*Aufgabenziel:*
Führe den Text über Aquakultur und Nahrung aus Wasserstoff im Anschluss an seinen letzten Satz fort.

*Textblock:*
Dasselbe gilt für die Filtrierer unter den Fischarten: Austern, Mies- und andere Muscheln. Mit entsprechender Berücksichtigung der Abwasserableitung, Kontrolle der Krankheitserreger und anderer Empfindlichkeiten kann man mit diesem Modell die Versorgung mit Fleisch von Meerestieren um ein Vielfaches erhöhen. Irgendwann werden wir Fisch vielleicht in geschlossenen Silos in hoher Dichte aufziehen und sie mit Proteinen füttern, die von Mikroorganismen hergestellt wurden, die ihrerseits von Wasserstoff, Stickstoff und Kohlenstoff leben. Diese Fische könnten zum Beispiel Störe sein, gefüllt mit Kaviar. Tatsächlich stammt ein Großteil des in Moskau verkauften Kaviars aus Stören, die in Aquarien in Norditalien gezüchtet werden.

Kurzum: Das großzügige Fangen wilden Fischs und die Zerstörung des Meereslebensraums müssen nicht weitergehen wie bisher. Mit kluger Aquakultur kann sich das Leben in den Ozeanen erholen, die Menschheit weiter versorgt werden, und die Natur kann sich erholen.

Ein Gärbottich für 30 Millionen Menschen

In einer Welt, in der sieben Milliarden Menschen zu ernähren sind, müssen Aquakulturen große Teile der Jagd auf wilde Fische, vielleicht sogar auf jegliches marines Leben ersetzen. Aber haben wir uns nicht schon längst daran gewöhnt, dass wir selbst im weitläufigen Amerika nicht genug wilde Enten oder wilde Blaubeeren produzieren können, um unseren Appetit darauf zu stillen?

Wir sind heute noch auf den Wasserstoff angewiesen, den Pflanzen mit ihrem Chlorophyll herstellen. Mein Kollege Cesare Marchetti hat darauf hingewiesen, dass man, hat man einmal den Wasserstoff gewonnen – z.B. mittels Kernenergie –, damit in unseren Küchen unter Zugabe verschiedener Mikroorganismen ganz verschiedene Substanzen produzieren kann. Seit Jahrzehnten schon stellen Wissenschaftler Nahrung für Astronauten für ihren Weg zum Mars her, indem sie Hydrogenomonas (das Bakterium Cupriavidus necator) mit einer Diät, bestehend aus Wasserstoff, Kohlenstoffdioxid und ein bisschen Sauerstoff, kultivieren. Daraus entstehen dann Proteine, die nach Haselnuss schmecken.

*Zeigedaten zu Referenzausdrücken:*
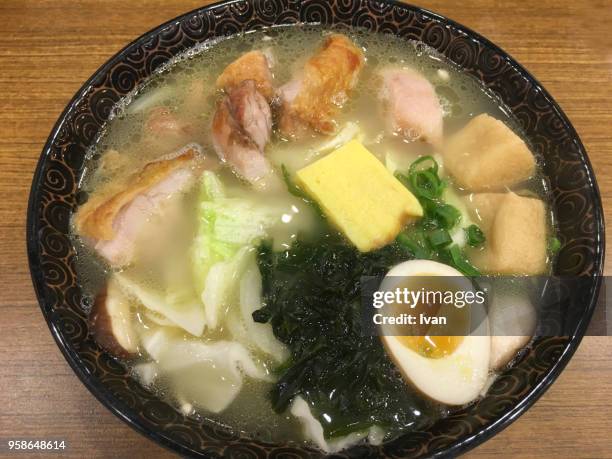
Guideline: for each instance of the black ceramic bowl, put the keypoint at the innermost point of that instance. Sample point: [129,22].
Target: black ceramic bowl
[54,195]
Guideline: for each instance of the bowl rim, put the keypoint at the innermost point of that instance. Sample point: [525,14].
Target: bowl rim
[123,412]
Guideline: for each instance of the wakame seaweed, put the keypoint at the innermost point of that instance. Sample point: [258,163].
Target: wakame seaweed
[312,299]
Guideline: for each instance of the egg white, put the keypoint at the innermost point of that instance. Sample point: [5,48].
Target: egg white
[457,378]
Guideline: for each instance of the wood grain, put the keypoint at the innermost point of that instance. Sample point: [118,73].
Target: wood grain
[49,48]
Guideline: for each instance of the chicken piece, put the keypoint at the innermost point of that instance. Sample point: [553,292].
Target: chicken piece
[413,106]
[254,65]
[513,322]
[241,129]
[487,156]
[111,321]
[112,219]
[515,229]
[162,122]
[314,97]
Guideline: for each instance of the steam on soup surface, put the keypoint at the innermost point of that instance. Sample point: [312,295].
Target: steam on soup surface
[236,199]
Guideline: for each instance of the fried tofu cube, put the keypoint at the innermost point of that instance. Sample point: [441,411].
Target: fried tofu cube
[516,231]
[486,155]
[360,196]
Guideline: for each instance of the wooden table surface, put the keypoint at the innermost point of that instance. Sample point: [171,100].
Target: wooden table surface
[49,48]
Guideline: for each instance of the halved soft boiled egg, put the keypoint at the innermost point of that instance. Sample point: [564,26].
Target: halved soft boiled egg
[450,369]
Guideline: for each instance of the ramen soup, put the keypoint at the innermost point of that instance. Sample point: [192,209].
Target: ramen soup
[234,201]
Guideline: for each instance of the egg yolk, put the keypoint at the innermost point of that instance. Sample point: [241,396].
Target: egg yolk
[433,347]
[435,341]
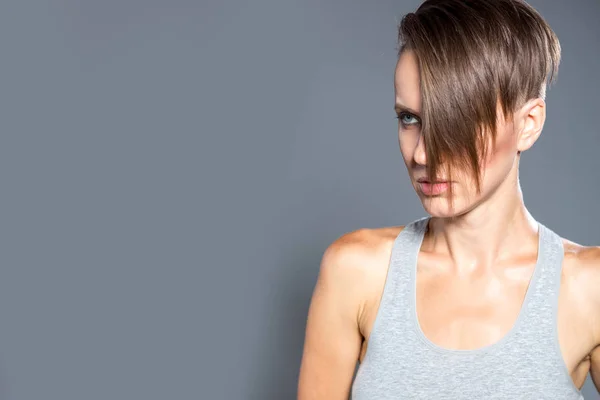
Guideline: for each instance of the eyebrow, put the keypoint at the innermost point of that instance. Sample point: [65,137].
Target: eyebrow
[400,107]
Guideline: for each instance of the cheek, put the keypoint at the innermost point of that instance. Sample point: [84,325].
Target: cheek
[499,161]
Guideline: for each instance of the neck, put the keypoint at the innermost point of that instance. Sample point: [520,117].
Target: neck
[495,232]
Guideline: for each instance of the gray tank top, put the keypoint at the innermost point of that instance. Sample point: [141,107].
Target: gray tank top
[401,363]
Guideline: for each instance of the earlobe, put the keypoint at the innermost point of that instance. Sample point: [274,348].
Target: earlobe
[534,115]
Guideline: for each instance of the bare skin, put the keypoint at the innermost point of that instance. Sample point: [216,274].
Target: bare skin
[480,260]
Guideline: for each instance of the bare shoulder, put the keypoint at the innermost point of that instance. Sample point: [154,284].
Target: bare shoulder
[359,261]
[581,281]
[581,270]
[358,254]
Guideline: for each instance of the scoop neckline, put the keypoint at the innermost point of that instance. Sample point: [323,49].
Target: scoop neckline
[422,228]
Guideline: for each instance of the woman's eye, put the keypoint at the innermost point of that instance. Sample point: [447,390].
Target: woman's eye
[407,119]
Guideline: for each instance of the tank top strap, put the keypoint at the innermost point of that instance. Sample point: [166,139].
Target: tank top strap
[394,313]
[542,303]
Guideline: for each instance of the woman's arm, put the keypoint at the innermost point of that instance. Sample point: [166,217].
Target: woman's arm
[333,339]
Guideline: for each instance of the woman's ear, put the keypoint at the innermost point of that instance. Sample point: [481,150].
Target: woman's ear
[533,116]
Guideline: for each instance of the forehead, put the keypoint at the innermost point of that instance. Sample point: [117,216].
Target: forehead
[407,81]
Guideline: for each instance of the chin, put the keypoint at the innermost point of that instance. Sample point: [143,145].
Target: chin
[439,207]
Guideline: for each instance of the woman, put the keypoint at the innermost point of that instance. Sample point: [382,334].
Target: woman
[478,300]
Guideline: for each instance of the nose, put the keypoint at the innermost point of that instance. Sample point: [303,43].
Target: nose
[420,154]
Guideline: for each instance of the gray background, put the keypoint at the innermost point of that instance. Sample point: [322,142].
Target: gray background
[172,172]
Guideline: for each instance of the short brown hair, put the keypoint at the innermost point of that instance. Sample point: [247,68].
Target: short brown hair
[474,55]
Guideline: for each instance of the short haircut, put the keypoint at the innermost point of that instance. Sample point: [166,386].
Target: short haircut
[473,56]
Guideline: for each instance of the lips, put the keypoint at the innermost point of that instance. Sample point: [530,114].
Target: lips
[425,180]
[435,188]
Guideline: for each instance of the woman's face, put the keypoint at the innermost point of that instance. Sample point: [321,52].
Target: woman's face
[499,169]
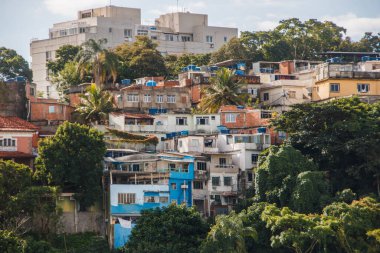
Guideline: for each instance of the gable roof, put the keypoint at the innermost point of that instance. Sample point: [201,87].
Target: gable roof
[16,124]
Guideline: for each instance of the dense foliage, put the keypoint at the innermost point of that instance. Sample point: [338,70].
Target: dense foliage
[95,105]
[172,229]
[13,64]
[140,59]
[342,137]
[223,90]
[287,178]
[72,159]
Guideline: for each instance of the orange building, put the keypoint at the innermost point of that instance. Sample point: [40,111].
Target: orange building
[18,140]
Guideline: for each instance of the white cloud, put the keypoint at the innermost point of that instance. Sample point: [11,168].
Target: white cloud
[70,8]
[356,26]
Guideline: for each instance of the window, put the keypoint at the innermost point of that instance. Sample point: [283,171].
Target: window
[147,98]
[266,114]
[254,158]
[126,198]
[62,32]
[160,99]
[202,120]
[230,118]
[227,181]
[163,199]
[363,87]
[169,37]
[7,142]
[132,98]
[198,185]
[194,143]
[291,94]
[48,55]
[150,199]
[51,109]
[170,98]
[181,121]
[127,33]
[186,38]
[215,181]
[334,87]
[252,91]
[250,176]
[142,32]
[201,166]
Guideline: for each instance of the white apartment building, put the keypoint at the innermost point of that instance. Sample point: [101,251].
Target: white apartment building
[175,33]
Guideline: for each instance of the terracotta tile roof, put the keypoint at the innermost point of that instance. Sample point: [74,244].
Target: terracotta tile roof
[134,115]
[16,124]
[15,154]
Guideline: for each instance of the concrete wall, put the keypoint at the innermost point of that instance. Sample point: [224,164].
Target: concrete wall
[348,87]
[13,99]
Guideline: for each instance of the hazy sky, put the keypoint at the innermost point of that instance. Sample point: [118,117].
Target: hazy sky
[22,20]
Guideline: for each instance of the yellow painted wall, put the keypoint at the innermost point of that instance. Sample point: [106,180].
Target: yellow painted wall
[348,87]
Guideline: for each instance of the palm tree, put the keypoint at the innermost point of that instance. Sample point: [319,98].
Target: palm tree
[223,90]
[95,104]
[102,62]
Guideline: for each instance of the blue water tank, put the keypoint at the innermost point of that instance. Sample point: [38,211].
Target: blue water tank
[261,130]
[151,83]
[126,81]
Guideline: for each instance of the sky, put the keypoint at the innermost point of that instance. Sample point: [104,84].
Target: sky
[23,20]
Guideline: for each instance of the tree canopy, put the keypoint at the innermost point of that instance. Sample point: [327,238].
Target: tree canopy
[288,178]
[140,59]
[170,229]
[72,159]
[13,64]
[223,90]
[342,137]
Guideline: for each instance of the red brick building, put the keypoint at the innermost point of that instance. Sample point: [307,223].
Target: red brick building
[247,120]
[18,140]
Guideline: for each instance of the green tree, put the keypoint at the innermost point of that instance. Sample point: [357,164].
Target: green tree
[171,229]
[140,59]
[73,158]
[95,104]
[223,90]
[67,77]
[342,136]
[174,64]
[287,178]
[102,62]
[355,221]
[13,64]
[300,232]
[63,55]
[234,49]
[229,234]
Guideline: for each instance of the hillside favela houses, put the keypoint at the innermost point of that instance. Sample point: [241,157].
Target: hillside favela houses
[198,159]
[175,33]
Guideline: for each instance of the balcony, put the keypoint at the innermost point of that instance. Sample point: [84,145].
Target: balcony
[228,168]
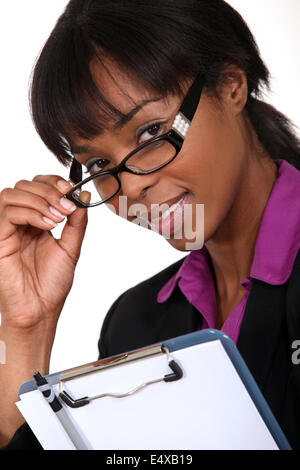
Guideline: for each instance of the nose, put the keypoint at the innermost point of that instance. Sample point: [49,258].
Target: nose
[135,186]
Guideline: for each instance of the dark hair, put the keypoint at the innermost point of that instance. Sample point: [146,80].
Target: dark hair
[160,44]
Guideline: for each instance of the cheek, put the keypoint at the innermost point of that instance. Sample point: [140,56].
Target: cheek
[214,173]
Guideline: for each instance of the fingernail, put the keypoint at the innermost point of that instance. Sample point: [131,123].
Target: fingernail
[63,185]
[49,222]
[55,212]
[85,196]
[68,205]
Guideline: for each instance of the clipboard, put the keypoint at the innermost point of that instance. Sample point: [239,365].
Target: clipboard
[159,410]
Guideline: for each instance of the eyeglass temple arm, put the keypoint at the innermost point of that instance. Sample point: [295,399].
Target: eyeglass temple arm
[191,101]
[75,172]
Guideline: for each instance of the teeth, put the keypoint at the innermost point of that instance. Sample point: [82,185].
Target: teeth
[168,211]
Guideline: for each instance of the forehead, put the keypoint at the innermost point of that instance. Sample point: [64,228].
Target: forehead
[119,87]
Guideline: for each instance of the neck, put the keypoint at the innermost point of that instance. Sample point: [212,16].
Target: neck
[232,247]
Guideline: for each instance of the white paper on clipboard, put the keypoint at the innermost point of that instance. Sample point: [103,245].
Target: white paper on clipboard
[209,408]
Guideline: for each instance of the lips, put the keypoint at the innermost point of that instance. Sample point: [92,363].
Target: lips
[169,203]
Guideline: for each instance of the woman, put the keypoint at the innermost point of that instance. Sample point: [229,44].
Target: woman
[111,77]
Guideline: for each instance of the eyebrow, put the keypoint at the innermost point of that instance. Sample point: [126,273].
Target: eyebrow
[79,149]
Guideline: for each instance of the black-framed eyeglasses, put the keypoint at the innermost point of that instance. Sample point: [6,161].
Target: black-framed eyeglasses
[147,158]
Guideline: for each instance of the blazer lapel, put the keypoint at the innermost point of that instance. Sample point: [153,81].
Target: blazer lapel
[261,328]
[178,317]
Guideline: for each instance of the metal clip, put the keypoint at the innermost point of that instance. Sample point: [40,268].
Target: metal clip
[176,374]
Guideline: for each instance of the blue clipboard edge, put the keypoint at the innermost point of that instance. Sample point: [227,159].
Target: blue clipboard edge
[204,336]
[257,397]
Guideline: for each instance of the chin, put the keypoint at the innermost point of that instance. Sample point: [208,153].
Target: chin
[185,244]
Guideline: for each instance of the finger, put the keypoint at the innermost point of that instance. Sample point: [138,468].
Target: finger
[56,181]
[50,193]
[18,198]
[15,216]
[74,230]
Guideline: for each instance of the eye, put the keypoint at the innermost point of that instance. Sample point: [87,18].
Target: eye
[149,133]
[96,165]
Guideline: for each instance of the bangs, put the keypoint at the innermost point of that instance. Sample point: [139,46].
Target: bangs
[66,102]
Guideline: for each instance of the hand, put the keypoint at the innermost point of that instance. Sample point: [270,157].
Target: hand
[36,270]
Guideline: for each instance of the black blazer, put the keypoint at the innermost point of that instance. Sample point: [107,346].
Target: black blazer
[270,325]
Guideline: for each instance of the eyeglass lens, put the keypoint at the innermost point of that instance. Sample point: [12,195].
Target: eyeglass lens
[149,158]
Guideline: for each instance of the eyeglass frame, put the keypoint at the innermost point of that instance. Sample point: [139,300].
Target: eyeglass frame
[175,136]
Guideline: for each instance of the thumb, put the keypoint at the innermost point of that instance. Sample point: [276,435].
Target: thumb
[74,229]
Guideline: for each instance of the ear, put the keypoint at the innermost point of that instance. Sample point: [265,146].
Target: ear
[233,89]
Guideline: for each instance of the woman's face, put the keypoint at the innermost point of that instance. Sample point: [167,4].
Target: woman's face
[207,172]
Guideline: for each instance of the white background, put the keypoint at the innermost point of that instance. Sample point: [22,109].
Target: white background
[116,254]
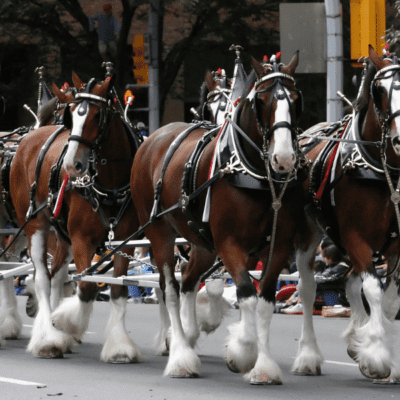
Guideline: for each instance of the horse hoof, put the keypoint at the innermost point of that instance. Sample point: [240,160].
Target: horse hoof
[11,337]
[122,360]
[309,372]
[373,375]
[352,353]
[232,367]
[184,374]
[53,352]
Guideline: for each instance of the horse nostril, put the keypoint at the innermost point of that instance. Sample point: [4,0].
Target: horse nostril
[396,141]
[78,166]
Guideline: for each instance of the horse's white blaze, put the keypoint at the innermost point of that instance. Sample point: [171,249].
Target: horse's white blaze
[44,335]
[118,346]
[72,316]
[182,359]
[371,341]
[309,358]
[394,106]
[78,121]
[241,348]
[266,369]
[282,154]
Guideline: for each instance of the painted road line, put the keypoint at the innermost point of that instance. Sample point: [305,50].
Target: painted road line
[19,382]
[31,326]
[338,363]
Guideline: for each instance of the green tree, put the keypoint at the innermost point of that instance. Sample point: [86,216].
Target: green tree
[212,23]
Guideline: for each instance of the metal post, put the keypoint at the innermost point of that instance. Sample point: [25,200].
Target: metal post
[154,100]
[334,76]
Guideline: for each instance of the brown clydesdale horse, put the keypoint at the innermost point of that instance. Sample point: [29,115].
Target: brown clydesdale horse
[10,321]
[357,207]
[261,134]
[96,151]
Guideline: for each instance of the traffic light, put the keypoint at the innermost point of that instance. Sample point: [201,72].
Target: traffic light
[139,108]
[367,27]
[140,68]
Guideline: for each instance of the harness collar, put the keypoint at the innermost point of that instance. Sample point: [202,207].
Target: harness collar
[273,76]
[90,97]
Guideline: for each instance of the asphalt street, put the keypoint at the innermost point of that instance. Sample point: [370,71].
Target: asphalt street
[81,375]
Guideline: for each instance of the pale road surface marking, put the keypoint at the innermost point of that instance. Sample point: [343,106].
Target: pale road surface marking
[19,382]
[339,363]
[31,326]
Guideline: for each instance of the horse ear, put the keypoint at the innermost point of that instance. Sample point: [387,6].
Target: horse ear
[210,81]
[378,62]
[59,94]
[258,68]
[106,86]
[77,81]
[291,67]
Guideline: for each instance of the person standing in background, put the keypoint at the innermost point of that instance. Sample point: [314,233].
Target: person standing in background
[107,29]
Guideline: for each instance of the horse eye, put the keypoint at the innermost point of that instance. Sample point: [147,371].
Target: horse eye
[97,116]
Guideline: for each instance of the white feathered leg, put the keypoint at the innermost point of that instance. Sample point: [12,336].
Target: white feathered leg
[58,281]
[118,347]
[211,307]
[73,315]
[188,316]
[46,340]
[163,337]
[10,323]
[266,371]
[391,305]
[358,314]
[182,361]
[371,341]
[241,348]
[309,358]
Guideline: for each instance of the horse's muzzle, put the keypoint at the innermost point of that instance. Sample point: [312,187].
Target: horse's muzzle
[282,163]
[396,145]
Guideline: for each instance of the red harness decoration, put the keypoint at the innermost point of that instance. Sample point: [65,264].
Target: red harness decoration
[58,205]
[328,170]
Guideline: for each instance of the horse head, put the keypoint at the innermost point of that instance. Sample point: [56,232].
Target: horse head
[88,117]
[218,97]
[385,94]
[277,104]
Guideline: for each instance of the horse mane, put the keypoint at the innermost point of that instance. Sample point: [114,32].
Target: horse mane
[47,111]
[251,78]
[363,99]
[202,99]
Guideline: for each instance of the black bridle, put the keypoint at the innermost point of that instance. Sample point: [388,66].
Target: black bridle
[395,85]
[278,92]
[83,101]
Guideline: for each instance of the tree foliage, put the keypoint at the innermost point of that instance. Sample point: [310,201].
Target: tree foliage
[58,31]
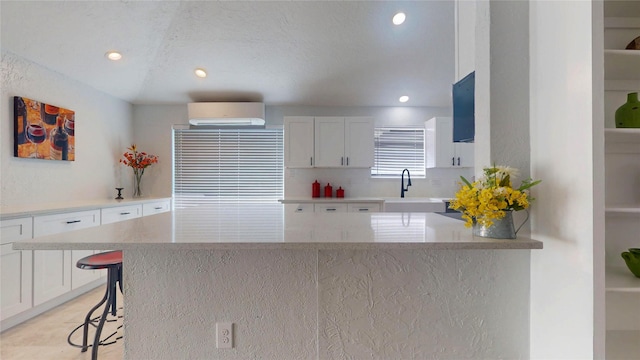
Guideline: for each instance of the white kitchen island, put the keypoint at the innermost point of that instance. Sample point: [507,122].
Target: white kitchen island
[314,285]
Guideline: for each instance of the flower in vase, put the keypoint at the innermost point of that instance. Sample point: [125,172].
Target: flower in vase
[138,161]
[487,198]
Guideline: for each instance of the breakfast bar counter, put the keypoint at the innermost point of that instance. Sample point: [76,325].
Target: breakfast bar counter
[314,285]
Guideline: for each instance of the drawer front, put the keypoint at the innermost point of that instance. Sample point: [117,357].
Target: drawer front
[120,213]
[329,208]
[363,207]
[16,230]
[156,207]
[299,208]
[59,223]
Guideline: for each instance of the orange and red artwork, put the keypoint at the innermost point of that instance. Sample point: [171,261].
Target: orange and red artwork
[42,131]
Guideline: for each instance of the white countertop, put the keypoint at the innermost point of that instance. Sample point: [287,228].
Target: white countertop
[20,210]
[302,200]
[268,226]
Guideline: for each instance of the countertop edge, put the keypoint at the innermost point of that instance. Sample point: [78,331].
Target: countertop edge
[57,208]
[489,244]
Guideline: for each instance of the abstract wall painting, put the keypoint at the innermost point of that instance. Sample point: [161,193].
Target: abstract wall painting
[42,131]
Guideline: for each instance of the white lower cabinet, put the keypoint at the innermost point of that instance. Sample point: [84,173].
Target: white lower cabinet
[52,269]
[15,268]
[120,213]
[51,274]
[156,207]
[330,207]
[363,207]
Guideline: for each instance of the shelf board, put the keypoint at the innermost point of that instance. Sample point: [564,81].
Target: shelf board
[622,344]
[621,64]
[622,22]
[621,135]
[620,279]
[623,209]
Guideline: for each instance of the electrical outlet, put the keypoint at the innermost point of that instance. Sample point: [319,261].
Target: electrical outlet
[224,335]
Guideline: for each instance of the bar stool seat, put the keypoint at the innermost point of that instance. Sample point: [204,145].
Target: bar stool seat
[112,261]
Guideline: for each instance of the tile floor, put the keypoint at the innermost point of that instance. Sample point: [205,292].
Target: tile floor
[45,337]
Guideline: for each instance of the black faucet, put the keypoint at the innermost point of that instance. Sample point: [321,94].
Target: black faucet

*Erwartete Antwort:*
Pro Tag konsumiert ein erwachsener Mensch um die 100 Watt. Das Diablo Canyon-Atomkraftwerk in Kalifornien betreibt zwei Kernkraftanlagen mit einer Leistung von jeweils 1.100 Megawatt auf einer Fläche von anderthalb Quadratmeilen. Die Energiemenge von einigen Gigawattstunden, die in Diablo Canyon produziert wird, wäre ausreichend, um einige Millionen Menschen zu ernähren. Ein Morgen Kernkraftanlage kann Nahrung für über 2.000 Menschen bereitstellen, das ist mehr als zehnmal so viel, wie die erfolgreichen Landwirte David Hula und Randy Dowdy mit ihrem Mais erreichen.

Ein einziger kugelförmiger Gärbottich von 91 Metern Durchmesser könnte die Nahrungsgrundlage für die 30 Millionen Bewohner des Beckens von Mexiko bereitstellen. Bevor sie beim Konsumenten eintrifft, würde die Nahrung natürlich entsprechend in Form gebracht. Jeder Gourmet, der an dieser Stelle die Nase rümpft, sollte sich vor Augen führen, dass unsere raffiniertesten Lebensmittel, wie Käse und Wein, Produkte einer besonders fein abgestimmten Weiterverarbeitung einfacher Rohstoffe wie Milch und Traubensaft mithilfe von Mikroorganismen sind.

Ein solches Nahrungsmittelsystem würde der Menschheit erlauben, weltweit 90 Prozent des Landes und der Meere der Natur zurückzugeben, die im Moment noch zur Lebensmittelgewinnung genutzt werden. In manchen Orten, wie Petaluma und Eureka, beide liegen in Kalifornien, könnte man handwerkliche Landwirtschaft und Fischerei erhalten, um Geschmacksstoffe für die neue Massenware Tofu zu entwickeln.

Lesen Sie morgen in der letzten Folge: Hyperloop statt Auto

Professor Jesse H. Ausubel ist Leiter des Programms für menschliche Umwelt und Senior Research Associate der Rockefeller Universität in New York. Bei dieser Serie handelt es sich um eine Übersetzung aus dem Amerikanischen.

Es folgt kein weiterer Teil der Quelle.